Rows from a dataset
<<<<

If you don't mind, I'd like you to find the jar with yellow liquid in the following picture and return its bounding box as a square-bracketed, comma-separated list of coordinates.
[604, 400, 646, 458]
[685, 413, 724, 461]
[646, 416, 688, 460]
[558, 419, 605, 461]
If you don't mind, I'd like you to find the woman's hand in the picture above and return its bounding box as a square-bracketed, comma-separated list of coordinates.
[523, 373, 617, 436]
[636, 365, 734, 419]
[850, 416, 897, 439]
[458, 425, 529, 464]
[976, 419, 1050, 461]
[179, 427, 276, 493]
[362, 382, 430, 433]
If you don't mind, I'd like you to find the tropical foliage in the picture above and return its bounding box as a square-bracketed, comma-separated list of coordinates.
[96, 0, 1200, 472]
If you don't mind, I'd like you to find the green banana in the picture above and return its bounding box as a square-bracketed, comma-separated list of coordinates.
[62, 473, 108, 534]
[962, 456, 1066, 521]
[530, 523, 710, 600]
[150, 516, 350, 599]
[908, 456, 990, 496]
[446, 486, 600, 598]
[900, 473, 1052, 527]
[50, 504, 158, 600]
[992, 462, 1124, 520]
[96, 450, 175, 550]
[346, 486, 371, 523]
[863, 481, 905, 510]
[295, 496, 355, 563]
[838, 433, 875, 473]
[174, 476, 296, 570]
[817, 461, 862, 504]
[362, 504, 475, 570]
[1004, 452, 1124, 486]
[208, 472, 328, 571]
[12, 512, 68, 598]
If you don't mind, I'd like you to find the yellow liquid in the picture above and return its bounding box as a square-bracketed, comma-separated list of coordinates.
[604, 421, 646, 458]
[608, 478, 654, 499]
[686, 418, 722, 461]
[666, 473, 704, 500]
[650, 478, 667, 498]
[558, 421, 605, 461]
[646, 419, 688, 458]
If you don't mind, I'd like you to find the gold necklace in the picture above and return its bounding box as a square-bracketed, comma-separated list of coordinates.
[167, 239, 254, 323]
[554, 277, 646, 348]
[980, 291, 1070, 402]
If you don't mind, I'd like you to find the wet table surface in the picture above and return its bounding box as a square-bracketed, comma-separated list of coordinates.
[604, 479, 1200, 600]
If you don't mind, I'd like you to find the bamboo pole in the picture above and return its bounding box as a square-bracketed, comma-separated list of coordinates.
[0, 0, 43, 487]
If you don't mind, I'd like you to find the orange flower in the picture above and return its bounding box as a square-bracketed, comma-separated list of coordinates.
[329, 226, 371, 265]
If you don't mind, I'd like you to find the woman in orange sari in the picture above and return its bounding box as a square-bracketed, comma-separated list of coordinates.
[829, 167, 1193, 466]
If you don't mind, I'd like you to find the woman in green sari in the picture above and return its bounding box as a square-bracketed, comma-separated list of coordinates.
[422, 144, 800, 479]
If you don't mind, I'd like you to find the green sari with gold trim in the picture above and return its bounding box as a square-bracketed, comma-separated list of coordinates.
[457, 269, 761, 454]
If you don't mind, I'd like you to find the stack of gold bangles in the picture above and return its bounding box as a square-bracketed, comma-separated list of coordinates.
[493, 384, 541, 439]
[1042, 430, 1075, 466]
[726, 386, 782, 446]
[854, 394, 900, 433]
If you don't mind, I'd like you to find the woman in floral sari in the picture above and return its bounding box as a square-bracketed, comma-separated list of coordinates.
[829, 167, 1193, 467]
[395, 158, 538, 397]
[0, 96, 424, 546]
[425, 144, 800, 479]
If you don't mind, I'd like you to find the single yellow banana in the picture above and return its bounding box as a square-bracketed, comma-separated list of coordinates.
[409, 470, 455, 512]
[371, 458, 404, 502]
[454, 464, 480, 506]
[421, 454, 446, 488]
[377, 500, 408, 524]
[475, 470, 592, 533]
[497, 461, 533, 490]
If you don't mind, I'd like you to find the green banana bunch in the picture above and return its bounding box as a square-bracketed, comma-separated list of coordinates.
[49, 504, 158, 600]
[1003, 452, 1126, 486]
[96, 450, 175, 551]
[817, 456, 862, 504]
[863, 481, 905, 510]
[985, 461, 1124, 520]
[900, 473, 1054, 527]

>>>>

**WHAT NEEDS TO BE DONE:**
Copy every line of the data from its start through the line containing "[362, 382, 430, 433]", and shift each coordinate in the bounding boxes by -22.

**RESULT:**
If you don't mind, I'd like you to find the jar with yellow liquid in the following picture and return its bounding box as a square-bracketed, comma-separated list of coordinates.
[582, 378, 624, 436]
[663, 391, 702, 439]
[624, 394, 666, 438]
[536, 397, 583, 439]
If you don't mind, I'd like you to find the woman's hand in the picture above and return its bounding box as a square-bracketed, comma-separated list of coordinates.
[501, 351, 595, 414]
[614, 343, 712, 397]
[828, 394, 875, 417]
[436, 403, 507, 442]
[954, 397, 1028, 439]
[157, 405, 254, 471]
[340, 360, 408, 411]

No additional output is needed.